== GIVEN RECORDS
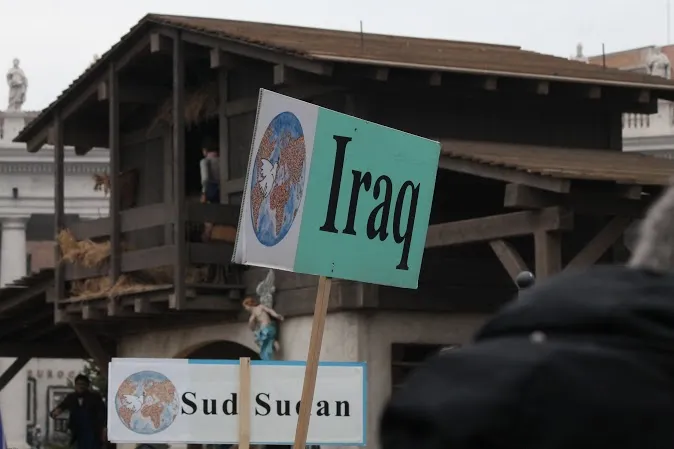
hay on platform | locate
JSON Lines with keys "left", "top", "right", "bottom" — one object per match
{"left": 150, "top": 82, "right": 218, "bottom": 132}
{"left": 57, "top": 229, "right": 111, "bottom": 267}
{"left": 59, "top": 229, "right": 210, "bottom": 299}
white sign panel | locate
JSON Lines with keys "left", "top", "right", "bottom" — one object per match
{"left": 107, "top": 358, "right": 366, "bottom": 446}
====
__YOUR OBJECTIVE__.
Only the lines holding the word "locate" belong in the answer; copy them from the listing above.

__EXPECTED ANSWER__.
hay on platform | locate
white sign panel | locate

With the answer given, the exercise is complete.